-- START The input --

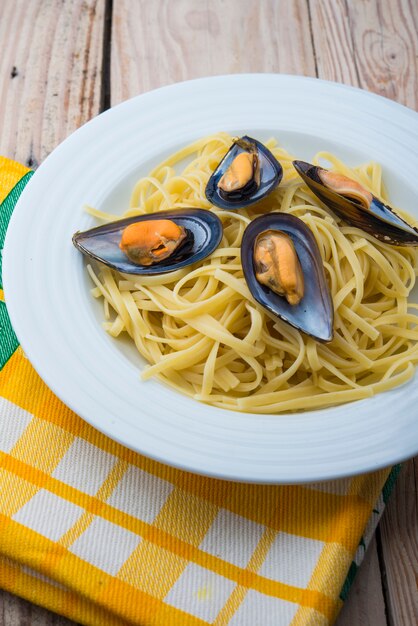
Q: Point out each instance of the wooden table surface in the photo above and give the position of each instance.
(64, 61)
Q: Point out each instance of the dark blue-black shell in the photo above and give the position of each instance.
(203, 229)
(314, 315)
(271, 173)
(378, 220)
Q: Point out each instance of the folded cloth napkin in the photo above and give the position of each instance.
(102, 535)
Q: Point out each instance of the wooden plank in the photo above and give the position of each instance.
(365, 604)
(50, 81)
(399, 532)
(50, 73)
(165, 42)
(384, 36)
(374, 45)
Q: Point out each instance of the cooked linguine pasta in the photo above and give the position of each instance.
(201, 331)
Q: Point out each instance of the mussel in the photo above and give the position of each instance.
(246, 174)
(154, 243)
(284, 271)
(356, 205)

-- END The input --
-- START The input --

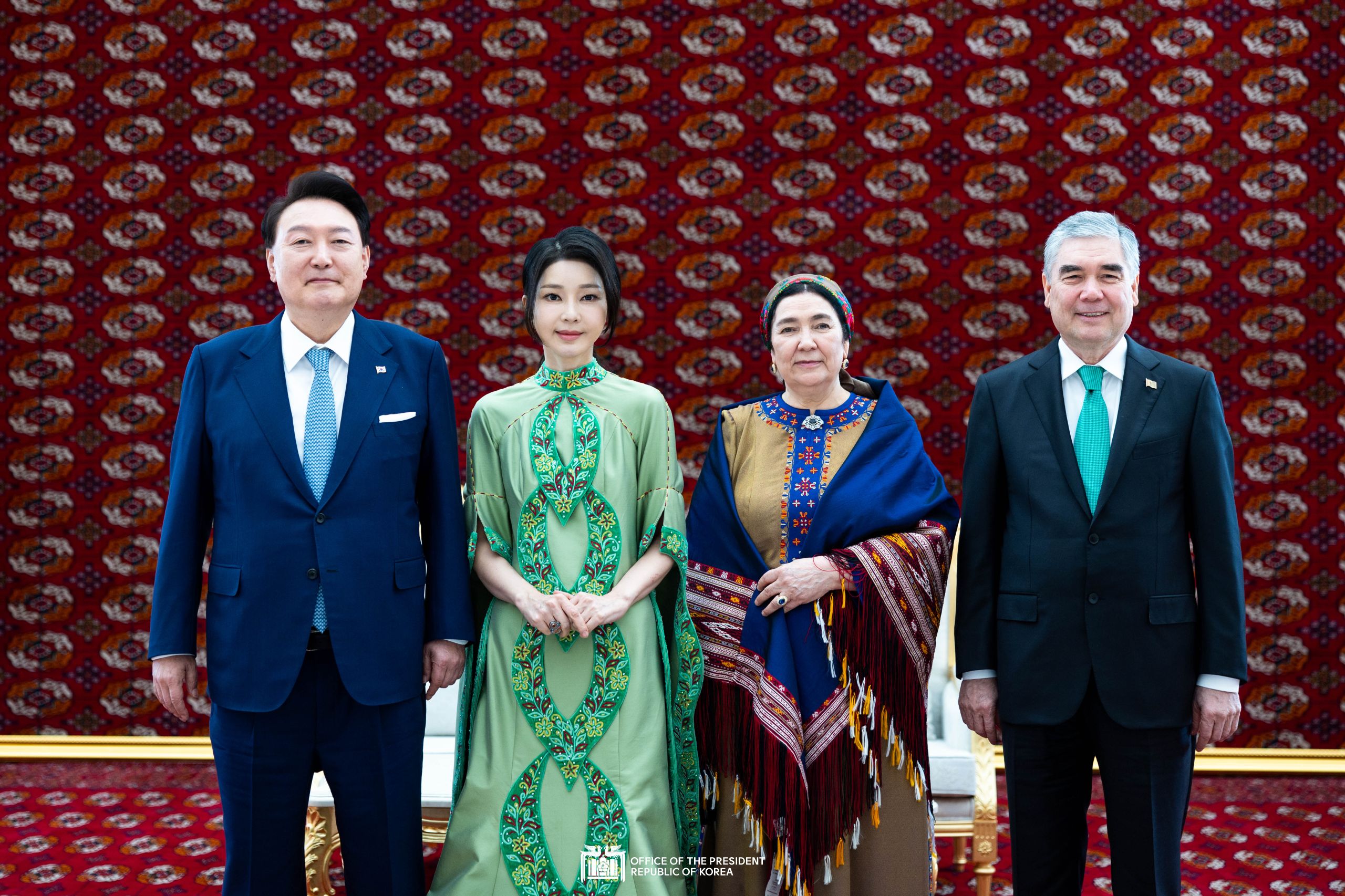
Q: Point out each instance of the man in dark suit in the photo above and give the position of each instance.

-- END The input --

**Short task**
Pick out and copy every line of the listing above that contains the word "dark". Case counts.

**Response to this task**
Q: Point out each instance of the dark blue-black shell in the photo above and give the position of each instance.
Q: Point out each instance of the man in dark suit in the photo above and give the position of each instance.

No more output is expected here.